EXERCISE DESCRIPTION:
Extract every line of the listing below and reproduce each one character for character, changing nothing.

RECORDED DATA:
-.-.-
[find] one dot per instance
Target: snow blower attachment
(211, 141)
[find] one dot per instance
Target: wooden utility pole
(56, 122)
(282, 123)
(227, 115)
-.-.-
EXPECTED ANSWER:
[find] one dot per instance
Target: snow blower attachment
(211, 141)
[find] one dot per instance
Target: wooden utility pole
(56, 122)
(282, 123)
(227, 115)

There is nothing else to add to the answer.